## Problem requirements
Copy the records below in full, changing no character.

## Information shown
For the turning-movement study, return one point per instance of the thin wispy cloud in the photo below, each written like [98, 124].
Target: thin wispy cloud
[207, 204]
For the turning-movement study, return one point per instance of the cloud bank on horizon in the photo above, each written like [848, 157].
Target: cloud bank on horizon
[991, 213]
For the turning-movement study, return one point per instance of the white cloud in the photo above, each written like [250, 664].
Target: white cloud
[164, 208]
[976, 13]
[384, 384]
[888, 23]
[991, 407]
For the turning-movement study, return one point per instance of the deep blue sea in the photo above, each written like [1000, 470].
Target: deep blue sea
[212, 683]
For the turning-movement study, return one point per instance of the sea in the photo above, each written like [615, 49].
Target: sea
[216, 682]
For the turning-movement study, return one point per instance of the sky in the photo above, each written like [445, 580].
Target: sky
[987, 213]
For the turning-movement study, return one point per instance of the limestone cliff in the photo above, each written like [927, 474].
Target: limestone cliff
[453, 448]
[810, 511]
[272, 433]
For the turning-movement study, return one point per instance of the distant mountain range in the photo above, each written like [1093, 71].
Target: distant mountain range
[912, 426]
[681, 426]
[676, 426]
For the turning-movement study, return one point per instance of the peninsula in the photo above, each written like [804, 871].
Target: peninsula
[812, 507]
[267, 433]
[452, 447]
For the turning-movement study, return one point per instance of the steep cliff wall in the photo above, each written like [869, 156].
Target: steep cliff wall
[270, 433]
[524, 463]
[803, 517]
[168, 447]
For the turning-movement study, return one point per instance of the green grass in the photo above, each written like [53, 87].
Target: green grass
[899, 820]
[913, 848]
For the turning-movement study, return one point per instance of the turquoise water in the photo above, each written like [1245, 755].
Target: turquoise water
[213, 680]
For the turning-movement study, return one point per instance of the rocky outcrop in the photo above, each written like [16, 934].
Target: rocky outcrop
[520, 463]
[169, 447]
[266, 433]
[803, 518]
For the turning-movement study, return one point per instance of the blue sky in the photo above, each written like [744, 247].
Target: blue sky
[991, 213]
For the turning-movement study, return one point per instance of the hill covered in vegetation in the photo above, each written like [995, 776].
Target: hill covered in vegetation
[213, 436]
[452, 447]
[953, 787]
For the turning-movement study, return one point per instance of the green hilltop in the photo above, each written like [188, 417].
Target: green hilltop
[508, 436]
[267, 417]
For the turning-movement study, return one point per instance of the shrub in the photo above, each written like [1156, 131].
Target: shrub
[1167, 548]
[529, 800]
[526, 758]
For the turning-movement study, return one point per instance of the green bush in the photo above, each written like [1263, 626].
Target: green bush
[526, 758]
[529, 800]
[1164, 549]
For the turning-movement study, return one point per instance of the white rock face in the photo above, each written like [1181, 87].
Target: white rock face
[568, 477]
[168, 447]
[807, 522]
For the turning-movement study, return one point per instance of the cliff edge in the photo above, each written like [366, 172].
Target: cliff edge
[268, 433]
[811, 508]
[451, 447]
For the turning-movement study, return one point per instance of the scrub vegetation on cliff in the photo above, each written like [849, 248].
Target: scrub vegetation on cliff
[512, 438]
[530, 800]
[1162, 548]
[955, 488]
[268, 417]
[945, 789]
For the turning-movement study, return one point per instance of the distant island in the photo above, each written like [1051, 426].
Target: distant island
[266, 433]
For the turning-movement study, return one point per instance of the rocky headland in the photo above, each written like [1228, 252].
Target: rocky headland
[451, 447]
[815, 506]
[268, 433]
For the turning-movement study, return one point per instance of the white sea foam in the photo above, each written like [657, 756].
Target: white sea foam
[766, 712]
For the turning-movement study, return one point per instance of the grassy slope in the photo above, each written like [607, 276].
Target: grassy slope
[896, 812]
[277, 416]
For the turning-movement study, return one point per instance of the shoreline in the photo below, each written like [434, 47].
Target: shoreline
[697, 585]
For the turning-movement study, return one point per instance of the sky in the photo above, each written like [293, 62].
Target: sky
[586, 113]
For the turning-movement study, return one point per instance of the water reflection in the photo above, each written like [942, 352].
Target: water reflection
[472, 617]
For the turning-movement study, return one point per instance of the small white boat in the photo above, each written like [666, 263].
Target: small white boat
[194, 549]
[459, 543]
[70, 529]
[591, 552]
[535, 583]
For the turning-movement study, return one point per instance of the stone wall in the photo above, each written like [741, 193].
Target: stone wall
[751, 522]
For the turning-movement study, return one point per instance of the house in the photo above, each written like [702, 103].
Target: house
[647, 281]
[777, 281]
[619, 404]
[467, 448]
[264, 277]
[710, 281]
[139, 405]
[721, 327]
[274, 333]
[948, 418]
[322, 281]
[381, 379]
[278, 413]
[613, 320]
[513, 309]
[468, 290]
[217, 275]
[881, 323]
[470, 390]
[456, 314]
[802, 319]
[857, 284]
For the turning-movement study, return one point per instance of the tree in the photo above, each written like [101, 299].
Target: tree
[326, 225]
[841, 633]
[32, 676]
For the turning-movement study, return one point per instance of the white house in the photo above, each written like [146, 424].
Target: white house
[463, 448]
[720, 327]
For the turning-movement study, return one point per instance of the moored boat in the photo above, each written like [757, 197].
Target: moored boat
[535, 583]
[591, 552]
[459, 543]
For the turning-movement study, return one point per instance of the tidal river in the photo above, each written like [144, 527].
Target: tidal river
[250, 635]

## Result below
For the turning-movement study, return one point per instance of the thin wispy cloud in the photo below, each written like [98, 124].
Target: thin wispy cloud
[207, 204]
For the turning-movement study, return one point per instance of the cloud bank on horizon in the photo above, each written like [848, 157].
Target: cloud bank on horizon
[991, 213]
For the turning-movement study, return one point per instance of the white cloud in the photo above, each written like [250, 664].
Target: white cloud
[164, 208]
[976, 13]
[384, 384]
[888, 23]
[991, 407]
For the turning-movement study, return one point per instance of the deep blue sea in the photo above, each written like [1000, 470].
Target: deep blue sea
[212, 683]
For the turning-movement study, return one point per instance of the sea in the photo above, each written like [615, 49].
Target: sea
[216, 682]
For the turning-movement study, return one point per instance of the sky in the photo above, each written like [445, 580].
Target: sky
[987, 213]
For the turning-movement study, return one point per instance of the limestone cliff in the photo above, each written like [927, 474].
Target: limestone cliff
[453, 448]
[810, 511]
[272, 433]
For the turning-movement study, return one point per instance of the distant mountain range in the photo above, each written like [1093, 71].
Target: distant mountain range
[912, 426]
[681, 426]
[676, 426]
For the turning-movement study, return one point per instance of the peninsula in the photo above, each written like [804, 871].
Target: peninsula
[812, 507]
[267, 433]
[452, 447]
For the turning-movement study, return one point per instance of the steep cliff wall in the photo above, each written like [869, 156].
Target: steep cliff wall
[270, 433]
[524, 463]
[803, 517]
[168, 447]
For the turning-movement study, return one point per instance of the green grass in the photo above, each written like [53, 87].
Target: green grass
[899, 820]
[913, 848]
For the turning-movement study, return one point per instance of the turquoise water in the photo above, each written like [1245, 755].
Target: turquoise water
[213, 680]
For the turning-movement study, return one point per instance of the rocky outcrop in the photo above, each written like [16, 934].
Target: rocky outcrop
[520, 463]
[169, 447]
[266, 433]
[803, 518]
For the turning-movement study, return one point per instance of the blue sky in the photo above, each written like [744, 247].
Target: blue sky
[991, 213]
For the turning-movement study, return one point per instance of the hill covered in vegetation in the photo above, each written like [995, 776].
Target: hill covered in vegetation
[213, 436]
[452, 447]
[953, 787]
For the turning-movement study, return one point per instance of the green hilltop in the photo above, each written like [188, 417].
Target: green hilltop
[508, 436]
[267, 417]
For the turning-movement study, return one point per instance of the shrub in the photo above, each written like [1156, 131].
Target: shrub
[1167, 548]
[529, 800]
[526, 758]
For the turning-movement study, return one point per instance of the green bush in the photo above, each written like [1263, 626].
Target: green bush
[526, 758]
[529, 800]
[1164, 549]
For the turning-movement study, return one point per instance of the white rock face in the photo above, each written like [1181, 87].
Target: white rock face
[568, 477]
[168, 447]
[807, 522]
For the turning-movement study, return one point per instance of the cliff edge in the photo above, each written like [366, 172].
Target: cliff edge
[268, 433]
[811, 508]
[451, 447]
For the turning-movement study, return one point per instance of the scrub vegetation on cliff in the photo above, each written like [849, 248].
Target: scrub vegetation on cliff
[512, 438]
[530, 800]
[1162, 548]
[955, 488]
[268, 417]
[945, 789]
For the turning-movement study, return one point per instance of the distant island in the photo above, each written like [1051, 426].
Target: distant island
[266, 433]
For the turning-movement study, return one point per instance of the rocky headland in the photo above, each written like [1228, 252].
Target: rocky headland
[451, 447]
[815, 506]
[268, 433]
For the turning-movement study, return one point per instance of the white sea foam in the photo above, each written like [657, 756].
Target: white sea foam
[766, 712]
For the turning-movement study, return one point per instance of the grassy slope in the photo above, each written like [607, 276].
Target: grassy slope
[896, 812]
[277, 416]
For the turning-movement study, return one point per instance of the shoreline in the photo below, each written like [434, 47].
Target: shoreline
[697, 585]
For the turning-movement study, return one point per instance of the sky in the photo above, each written like [293, 62].
Target: sky
[586, 113]
For the turning-movement study, return one point per instance of the water reflection in the photo above, each written like [942, 352].
Target: water reflection
[472, 617]
For the turning-movement study, return one point per instance of the small white boat in the photo above, each written like [666, 263].
Target: small white boat
[194, 549]
[459, 543]
[70, 529]
[591, 552]
[535, 583]
For the turning-movement study, return one point per instance of the stone wall in the photo above, each written like [741, 193].
Target: stone wall
[751, 522]
For the turning-movement study, return one point per instance of the house in the photo above, each written like [702, 103].
Target: house
[647, 281]
[777, 281]
[619, 404]
[467, 448]
[264, 277]
[710, 281]
[139, 405]
[721, 327]
[274, 333]
[948, 418]
[322, 281]
[381, 379]
[278, 413]
[613, 320]
[513, 309]
[468, 290]
[217, 275]
[881, 323]
[470, 390]
[456, 314]
[802, 319]
[857, 284]
For the turning-movement study, return one point per instance of the tree in the photo above, each written like [101, 299].
Target: tree
[326, 225]
[841, 633]
[32, 676]
For the turning-movement study, return one point per instance of the white house in the photo above, each written like [146, 424].
Target: white house
[463, 448]
[720, 327]
For the turning-movement study, return one point per instance of the moored boat in the photo above, each written like [757, 197].
Target: moored boat
[535, 583]
[591, 552]
[459, 543]
For the turning-movement study, return one point per instance of the tidal river in the photo above, each written like [144, 527].
Target: tidal river
[250, 635]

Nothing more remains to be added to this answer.